→ **GOAL A**: In the records, number each line from the one holding "red brick fence." through the end of the records, inclusive, and leave out any blank lines.

→ **TEXT SECTION**:
- - -

THE INCOME TAX APPELLATE TRIBUNAL IN
(DELHI BENCH "E" NEW DELHI)
BEFORE SHRI N.K.SAINI, ACCOUNTANT MEMBER
AND
SMT DIVA SINGH, JUDICIAL MEMBER
ITA NO. 5897 /DEL/2013
(Assessment Year: 2010-11)
DCIT Vs. Medsave Healthcare (TPA) Ltd.
Circle 6(1), Room No. 413, F- 701A, Lado Sarai,
C.R.Building, I.P.Estate Mehrauli I
New Delhi New Delhi
PAN : AABCS8148M
Pin : 110030
(Appellant) (Respondent)
Appellant by : Sh. P.Dam Kanunjna, Sr. Dr
Respondent by : Sh. Sanjay Joshi, CA
Date of hearing : 27/05/2015
Date of pronouncement : 29 /05/2015
ORDER
Per N.K.Saini, A. M. :
This appeal by the department is directed against the order
dated 22/08/2013 of CIT(A)- IX, New Delhi.
2 ITA No. 5897/ Del/2013
2. First issue in this appeal vide ground no. 1 relates to the deletion
of disallowance of Rs. 2,16,000/- made by the AO u/s 40(a) (ia) of the
Act . The facts related to this issue in brief are that the AO during the
course of assessment proceedings noticed that the assessee had
claimed Generator hire charges of Rs. 1,80,000/- and vehicle hire
charges of Rs. 90,000/- in the P & L Account but had not deducted
TDS on the said payments as per the provisions of Section 194 (I) of
the Income Tax Act, 1961 (hereinafter referred to as the Act). He
therefore made the disallowance of Rs. 2,16,000/- by invoking the
provisions of Section 40(a) (ia) of the Act.
3. Being aggrieved the assessee carried the matter to the Ld.
CIT(A) and submitted as under :-
"The provisions of Section 40 (a) (ia) of the Act has two
limbs, one is where, inter alia, assessee has to deduct tax
and second where after deducting tax, inter alia, the
assessee has to pay into Government Account. It is not the
case of the AO that tax has not been deposited after
deduction has been made and therefore the second limb of
the Section is not applicable in the present case. There is
nothing in the said section to treat, inter alia, the assessee
as defaulter where there is shortfall in deduction. Section
40(a) (ia) of the Act refers only to the duty to deduct tax
and pay to Government Account. If there is any shortfall
the assessee can be declared to be an assessee in default
u/s 201 of the Act and no disallowance can be made by
invoking the provisions of Section 40(a) (ia) of the Act. This
3 ITA No. 5897/ Del/2013
is covered by the decision of the Calcutta High Court in the
CIT, Kolkata XI, vs. M/s S.K. Tekriwal [ ITAT No. 183 of
2012 : GA No. 2069 of 2012] and by the decision of ITAT,
Delhi-Bench H in the case of UE Trade Corporation (India)
Ltd. vs. DCIT, Circle 18(1) in ITA No. 2303/Del/2011.
In case of the appellant for the A.Y. 2009-10, on similar
facts and grounds additions have been deleted by the Ld.
(CIT(A) IX in Appeal No. 44/11-12 Order dated
08.03.2013."
4. The Ld. C.I.T. (A) after considering the submissions of the
assessee deleted the addition by observing in para 4.2 of the
impugned order as under :-
"On the amount paid as the generator hire charges and
vehicle hire charges, the appellant made TDS at the rate of
2% + Education cess instead of 10% + Education cess.

- - -

Pointing dataset records
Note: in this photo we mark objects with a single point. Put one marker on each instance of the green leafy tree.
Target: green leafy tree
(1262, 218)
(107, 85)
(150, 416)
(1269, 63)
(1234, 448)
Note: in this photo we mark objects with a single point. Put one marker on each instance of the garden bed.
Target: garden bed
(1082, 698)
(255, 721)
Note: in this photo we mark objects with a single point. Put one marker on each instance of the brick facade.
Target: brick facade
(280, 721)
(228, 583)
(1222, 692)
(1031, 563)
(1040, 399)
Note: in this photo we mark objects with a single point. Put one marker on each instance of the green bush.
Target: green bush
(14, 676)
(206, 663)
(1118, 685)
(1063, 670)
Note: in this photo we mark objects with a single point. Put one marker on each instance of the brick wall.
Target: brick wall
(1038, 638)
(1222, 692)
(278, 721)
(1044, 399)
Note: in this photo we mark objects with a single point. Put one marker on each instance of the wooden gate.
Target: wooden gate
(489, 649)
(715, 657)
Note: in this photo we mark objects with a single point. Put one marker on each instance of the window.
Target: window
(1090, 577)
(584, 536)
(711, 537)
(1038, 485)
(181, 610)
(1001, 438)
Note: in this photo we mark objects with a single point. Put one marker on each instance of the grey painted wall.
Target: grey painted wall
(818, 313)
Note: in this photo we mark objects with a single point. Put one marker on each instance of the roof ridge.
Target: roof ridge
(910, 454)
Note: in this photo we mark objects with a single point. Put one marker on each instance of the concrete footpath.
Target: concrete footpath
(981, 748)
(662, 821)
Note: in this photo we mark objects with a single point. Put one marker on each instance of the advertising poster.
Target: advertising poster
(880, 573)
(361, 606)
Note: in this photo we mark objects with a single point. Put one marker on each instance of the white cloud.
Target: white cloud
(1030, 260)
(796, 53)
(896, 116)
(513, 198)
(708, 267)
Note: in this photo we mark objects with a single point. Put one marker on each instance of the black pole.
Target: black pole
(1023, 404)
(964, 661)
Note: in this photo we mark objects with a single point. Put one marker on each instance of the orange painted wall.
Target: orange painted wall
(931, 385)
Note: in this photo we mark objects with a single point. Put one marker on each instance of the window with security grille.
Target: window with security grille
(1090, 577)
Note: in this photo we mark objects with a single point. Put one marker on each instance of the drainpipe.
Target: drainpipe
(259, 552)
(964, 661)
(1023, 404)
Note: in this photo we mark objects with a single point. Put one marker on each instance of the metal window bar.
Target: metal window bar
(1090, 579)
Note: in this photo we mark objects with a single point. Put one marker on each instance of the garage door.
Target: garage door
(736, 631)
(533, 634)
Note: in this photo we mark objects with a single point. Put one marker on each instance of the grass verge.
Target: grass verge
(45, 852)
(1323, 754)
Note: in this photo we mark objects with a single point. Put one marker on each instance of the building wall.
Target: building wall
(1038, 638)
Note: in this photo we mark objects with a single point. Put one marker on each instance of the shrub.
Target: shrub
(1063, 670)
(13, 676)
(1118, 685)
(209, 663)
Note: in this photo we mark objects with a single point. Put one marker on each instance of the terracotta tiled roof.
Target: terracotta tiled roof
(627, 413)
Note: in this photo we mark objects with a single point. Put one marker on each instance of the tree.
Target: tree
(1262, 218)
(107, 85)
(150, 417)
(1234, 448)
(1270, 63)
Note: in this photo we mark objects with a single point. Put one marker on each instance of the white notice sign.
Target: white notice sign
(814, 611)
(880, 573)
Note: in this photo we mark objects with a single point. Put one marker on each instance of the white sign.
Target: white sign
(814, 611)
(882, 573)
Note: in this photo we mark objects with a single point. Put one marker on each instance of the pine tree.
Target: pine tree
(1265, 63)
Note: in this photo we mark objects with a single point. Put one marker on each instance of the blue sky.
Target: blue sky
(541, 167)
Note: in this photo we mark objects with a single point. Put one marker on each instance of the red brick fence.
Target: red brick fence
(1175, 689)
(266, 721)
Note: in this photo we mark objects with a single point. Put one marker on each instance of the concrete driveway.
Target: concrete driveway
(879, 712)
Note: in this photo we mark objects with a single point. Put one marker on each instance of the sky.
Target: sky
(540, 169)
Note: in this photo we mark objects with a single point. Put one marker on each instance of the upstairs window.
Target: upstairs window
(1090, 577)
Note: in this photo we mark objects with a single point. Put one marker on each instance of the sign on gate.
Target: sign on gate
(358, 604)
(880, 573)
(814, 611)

- - -

→ **GOAL B**: In the tax appeal order, how much did the assessee claim as generator hire charges in the P & L Account?

→ **WORKED ANSWER A**:
1. Note: in this photo we mark objects with a single point. Put one marker on each instance of the red brick fence.
2. Target: red brick fence
3. (1175, 689)
4. (266, 721)
5. Note: in this photo we mark objects with a single point. Put one marker on each instance of the concrete driveway.
6. Target: concrete driveway
7. (879, 712)
8. Note: in this photo we mark objects with a single point. Put one marker on each instance of the sky.
9. Target: sky
10. (540, 169)
11. Note: in this photo we mark objects with a single point. Put one marker on each instance of the upstairs window.
12. Target: upstairs window
13. (1090, 577)
14. Note: in this photo we mark objects with a single point. Put one marker on each instance of the sign on gate.
15. Target: sign on gate
16. (358, 604)
17. (880, 573)
18. (814, 611)

→ **WORKED ANSWER B**: Rs. 1,80,000/-